*** Opening INPUT DATA ***

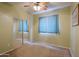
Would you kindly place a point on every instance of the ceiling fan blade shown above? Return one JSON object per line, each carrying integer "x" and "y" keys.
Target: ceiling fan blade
{"x": 26, "y": 5}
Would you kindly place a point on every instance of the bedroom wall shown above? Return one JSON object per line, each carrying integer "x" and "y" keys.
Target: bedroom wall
{"x": 74, "y": 36}
{"x": 8, "y": 14}
{"x": 60, "y": 39}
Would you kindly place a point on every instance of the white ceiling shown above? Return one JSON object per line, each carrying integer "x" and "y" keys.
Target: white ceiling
{"x": 51, "y": 6}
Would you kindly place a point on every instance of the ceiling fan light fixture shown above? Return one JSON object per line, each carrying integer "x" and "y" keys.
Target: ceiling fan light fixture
{"x": 37, "y": 8}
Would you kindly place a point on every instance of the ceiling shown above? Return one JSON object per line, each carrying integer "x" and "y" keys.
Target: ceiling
{"x": 51, "y": 6}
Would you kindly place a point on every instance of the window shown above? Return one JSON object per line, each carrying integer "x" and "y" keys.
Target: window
{"x": 23, "y": 26}
{"x": 49, "y": 24}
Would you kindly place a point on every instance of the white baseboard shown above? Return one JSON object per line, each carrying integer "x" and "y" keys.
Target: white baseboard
{"x": 9, "y": 50}
{"x": 51, "y": 46}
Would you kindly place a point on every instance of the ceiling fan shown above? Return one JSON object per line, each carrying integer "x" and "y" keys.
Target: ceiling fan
{"x": 38, "y": 6}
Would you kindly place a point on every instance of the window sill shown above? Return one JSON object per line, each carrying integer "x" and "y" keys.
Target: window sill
{"x": 48, "y": 34}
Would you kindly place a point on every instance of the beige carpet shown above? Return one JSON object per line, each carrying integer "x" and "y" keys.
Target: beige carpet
{"x": 39, "y": 51}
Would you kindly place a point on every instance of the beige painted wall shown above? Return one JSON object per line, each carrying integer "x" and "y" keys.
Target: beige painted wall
{"x": 60, "y": 39}
{"x": 74, "y": 36}
{"x": 7, "y": 15}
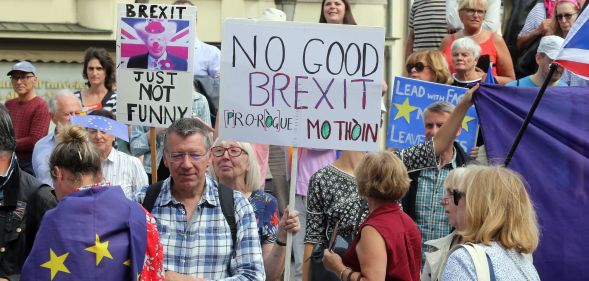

*** Closing INPUT DATA ***

WORK INSTRUCTIONS - Nothing but the records, restated word for word and stripped of images, belongs in the answer.

RESULT OF THE EXERCISE -
Would you kindly place a point on every instance of the ceiling fan blade shown above? Return one JSON object per line, each carrying integer "x" and "y" keys.
Target: ceiling fan blade
{"x": 26, "y": 5}
Would you kindly place a point on every instance of the bedroom wall shown above? Return one JSON object per line, each carrying integer "x" and "y" keys.
Target: bedroom wall
{"x": 74, "y": 36}
{"x": 8, "y": 14}
{"x": 60, "y": 39}
Would you kindly place a point on every instance of the white ceiling shown above? Return one JSON object per line, each carrying integer "x" and "y" keys.
Target: white ceiling
{"x": 51, "y": 6}
Would you kindly place a point on every instance of the ceiling fan light fixture shown above? Return one JSON object per line, each carrying integer "x" and "y" keys.
Target: ceiling fan light fixture
{"x": 37, "y": 8}
Would you kindly place a point on every instance of the ceiling shown above? Return one JSON object per line, each carrying integer "x" and "y" keys.
Target: ceiling
{"x": 51, "y": 6}
Would you kindly place a point on every instance of the window shown above? Return one JSON object per line, each carrying integer "x" and "y" keys.
Target: window
{"x": 23, "y": 26}
{"x": 49, "y": 24}
Would you kindly place a point on every instance of the white baseboard shown above? Return one JSON object per line, each carrying integer "x" and "y" keys.
Target: white baseboard
{"x": 9, "y": 50}
{"x": 51, "y": 46}
Would you kindly place a point on every instance of the ceiling fan shown above? Return one JSON object per line, each carrying integer "x" and "y" keys.
Target: ceiling fan
{"x": 38, "y": 6}
Would you kindly place a point on every instance of the window sill shown above? Return one JSON object per line, each carrying integer "x" and "y" keys.
Target: window sill
{"x": 48, "y": 34}
Would you kindly place a point on every instance of the beige carpet shown above? Return one JSON object per line, each carrying integer "x" and "y" keys.
Target: beige carpet
{"x": 39, "y": 51}
Would you kindly place a point on every instance of the beige painted wall shown above? Return one JSON object per line, each carrying integer "x" and "y" keys.
Target: beige painted wall
{"x": 60, "y": 39}
{"x": 74, "y": 36}
{"x": 7, "y": 15}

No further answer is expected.